=== GIVEN INFORMATION ===
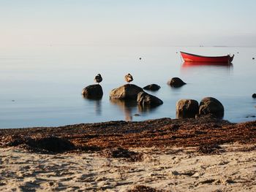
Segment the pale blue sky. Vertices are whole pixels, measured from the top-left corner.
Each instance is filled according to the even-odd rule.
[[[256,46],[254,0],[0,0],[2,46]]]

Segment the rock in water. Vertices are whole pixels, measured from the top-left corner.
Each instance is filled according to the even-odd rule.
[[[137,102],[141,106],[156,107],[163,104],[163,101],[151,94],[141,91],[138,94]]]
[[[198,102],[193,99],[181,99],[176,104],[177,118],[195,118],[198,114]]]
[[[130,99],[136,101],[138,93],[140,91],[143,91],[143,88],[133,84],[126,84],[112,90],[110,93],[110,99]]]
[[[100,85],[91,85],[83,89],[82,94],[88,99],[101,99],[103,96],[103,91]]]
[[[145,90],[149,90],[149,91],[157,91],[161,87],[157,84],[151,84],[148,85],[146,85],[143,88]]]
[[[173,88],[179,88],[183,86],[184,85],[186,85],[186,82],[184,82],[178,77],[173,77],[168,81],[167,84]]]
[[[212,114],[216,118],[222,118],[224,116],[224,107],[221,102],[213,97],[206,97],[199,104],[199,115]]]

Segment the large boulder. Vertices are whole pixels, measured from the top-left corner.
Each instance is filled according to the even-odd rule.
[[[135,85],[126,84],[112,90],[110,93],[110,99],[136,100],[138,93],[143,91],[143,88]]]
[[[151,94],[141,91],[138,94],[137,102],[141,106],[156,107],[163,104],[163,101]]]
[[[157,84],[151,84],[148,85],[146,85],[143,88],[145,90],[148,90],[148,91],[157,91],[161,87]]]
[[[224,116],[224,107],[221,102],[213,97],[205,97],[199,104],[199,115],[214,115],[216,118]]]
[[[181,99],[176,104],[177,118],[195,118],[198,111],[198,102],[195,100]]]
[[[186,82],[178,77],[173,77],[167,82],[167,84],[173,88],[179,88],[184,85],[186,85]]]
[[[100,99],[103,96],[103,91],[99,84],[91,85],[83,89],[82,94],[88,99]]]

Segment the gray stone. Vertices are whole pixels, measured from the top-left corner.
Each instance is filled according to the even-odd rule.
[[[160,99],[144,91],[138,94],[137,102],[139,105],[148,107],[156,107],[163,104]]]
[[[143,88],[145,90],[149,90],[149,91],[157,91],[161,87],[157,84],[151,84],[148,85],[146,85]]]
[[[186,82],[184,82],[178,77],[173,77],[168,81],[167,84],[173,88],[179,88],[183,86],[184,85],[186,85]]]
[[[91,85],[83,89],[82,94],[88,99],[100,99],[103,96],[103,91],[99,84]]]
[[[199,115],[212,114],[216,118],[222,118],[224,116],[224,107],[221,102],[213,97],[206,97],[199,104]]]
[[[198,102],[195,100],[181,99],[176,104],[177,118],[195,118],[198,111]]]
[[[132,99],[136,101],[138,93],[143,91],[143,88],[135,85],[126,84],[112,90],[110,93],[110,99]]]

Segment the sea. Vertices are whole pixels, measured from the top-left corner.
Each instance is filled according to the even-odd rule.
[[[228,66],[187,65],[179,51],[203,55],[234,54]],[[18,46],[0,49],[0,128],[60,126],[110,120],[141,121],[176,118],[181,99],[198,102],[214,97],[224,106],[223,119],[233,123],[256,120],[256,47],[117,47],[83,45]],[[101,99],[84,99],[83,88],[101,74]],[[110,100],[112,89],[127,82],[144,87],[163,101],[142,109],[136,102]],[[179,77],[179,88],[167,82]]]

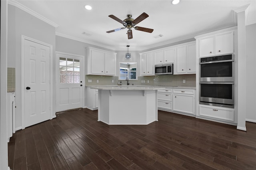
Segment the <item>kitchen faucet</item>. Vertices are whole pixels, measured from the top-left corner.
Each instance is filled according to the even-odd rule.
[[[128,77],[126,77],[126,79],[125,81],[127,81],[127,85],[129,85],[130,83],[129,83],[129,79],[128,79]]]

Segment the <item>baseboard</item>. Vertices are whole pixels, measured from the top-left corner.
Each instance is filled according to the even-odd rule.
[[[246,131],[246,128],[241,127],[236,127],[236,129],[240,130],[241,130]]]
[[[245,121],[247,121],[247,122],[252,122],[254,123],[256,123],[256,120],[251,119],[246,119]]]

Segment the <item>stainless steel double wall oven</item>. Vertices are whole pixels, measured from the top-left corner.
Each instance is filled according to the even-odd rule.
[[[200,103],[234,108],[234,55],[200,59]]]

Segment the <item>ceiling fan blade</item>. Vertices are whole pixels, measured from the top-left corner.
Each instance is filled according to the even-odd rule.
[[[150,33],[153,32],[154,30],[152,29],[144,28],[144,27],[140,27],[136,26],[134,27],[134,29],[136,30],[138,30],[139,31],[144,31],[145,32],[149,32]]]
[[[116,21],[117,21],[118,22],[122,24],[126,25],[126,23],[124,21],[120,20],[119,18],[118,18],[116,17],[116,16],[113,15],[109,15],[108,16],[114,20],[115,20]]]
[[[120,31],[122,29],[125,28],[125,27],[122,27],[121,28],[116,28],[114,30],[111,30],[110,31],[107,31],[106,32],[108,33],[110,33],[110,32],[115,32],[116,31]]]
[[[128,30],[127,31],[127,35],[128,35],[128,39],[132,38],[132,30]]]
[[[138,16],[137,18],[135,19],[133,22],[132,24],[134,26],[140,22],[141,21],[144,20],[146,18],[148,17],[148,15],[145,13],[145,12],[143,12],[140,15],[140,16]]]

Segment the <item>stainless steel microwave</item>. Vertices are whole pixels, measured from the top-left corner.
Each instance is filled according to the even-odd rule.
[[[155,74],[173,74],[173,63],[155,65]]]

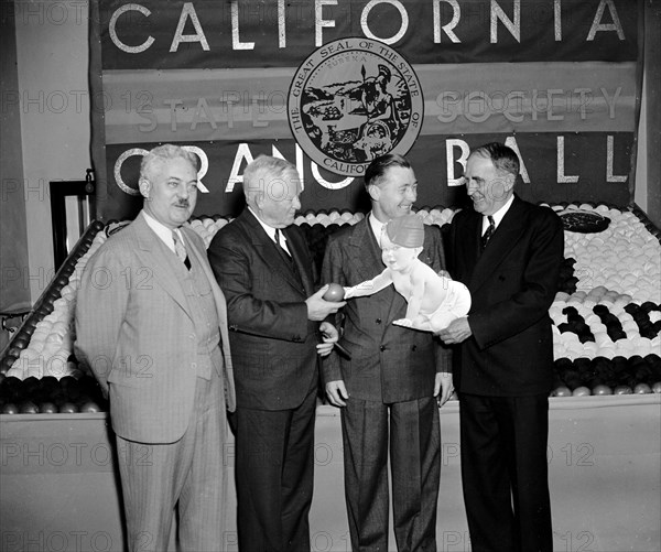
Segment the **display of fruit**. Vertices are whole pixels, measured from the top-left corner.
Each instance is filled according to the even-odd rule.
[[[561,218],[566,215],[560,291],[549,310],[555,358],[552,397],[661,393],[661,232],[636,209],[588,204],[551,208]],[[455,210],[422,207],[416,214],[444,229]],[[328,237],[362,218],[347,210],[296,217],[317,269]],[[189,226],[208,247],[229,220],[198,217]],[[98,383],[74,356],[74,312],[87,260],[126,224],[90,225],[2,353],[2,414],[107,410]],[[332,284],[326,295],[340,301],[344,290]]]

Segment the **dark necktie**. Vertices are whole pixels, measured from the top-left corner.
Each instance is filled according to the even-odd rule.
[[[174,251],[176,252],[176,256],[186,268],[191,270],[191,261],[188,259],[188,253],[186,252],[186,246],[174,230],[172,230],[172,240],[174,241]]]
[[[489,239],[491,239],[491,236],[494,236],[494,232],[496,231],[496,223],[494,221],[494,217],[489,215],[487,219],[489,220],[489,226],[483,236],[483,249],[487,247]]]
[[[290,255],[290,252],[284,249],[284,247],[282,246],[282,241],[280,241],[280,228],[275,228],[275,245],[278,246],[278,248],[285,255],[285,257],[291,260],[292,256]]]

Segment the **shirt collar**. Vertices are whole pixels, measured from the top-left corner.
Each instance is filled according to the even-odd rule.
===
## STATED EXERCISE
Copy out the lines starting with the one that contains "Segment the <item>stainless steel double" and going on through the one that contains "[[[200,103],[234,108],[234,55],[200,59]]]", swapping "stainless steel" for "brushed steel" and leaving everything else as it is.

## RESULT FOR THIS TASK
Segment the <item>brushed steel double wall oven</item>. Vertices are whole pixels, measured from the top-left corner.
Each instance is filled according to the even-odd rule.
[[[200,103],[234,108],[234,55],[200,59]]]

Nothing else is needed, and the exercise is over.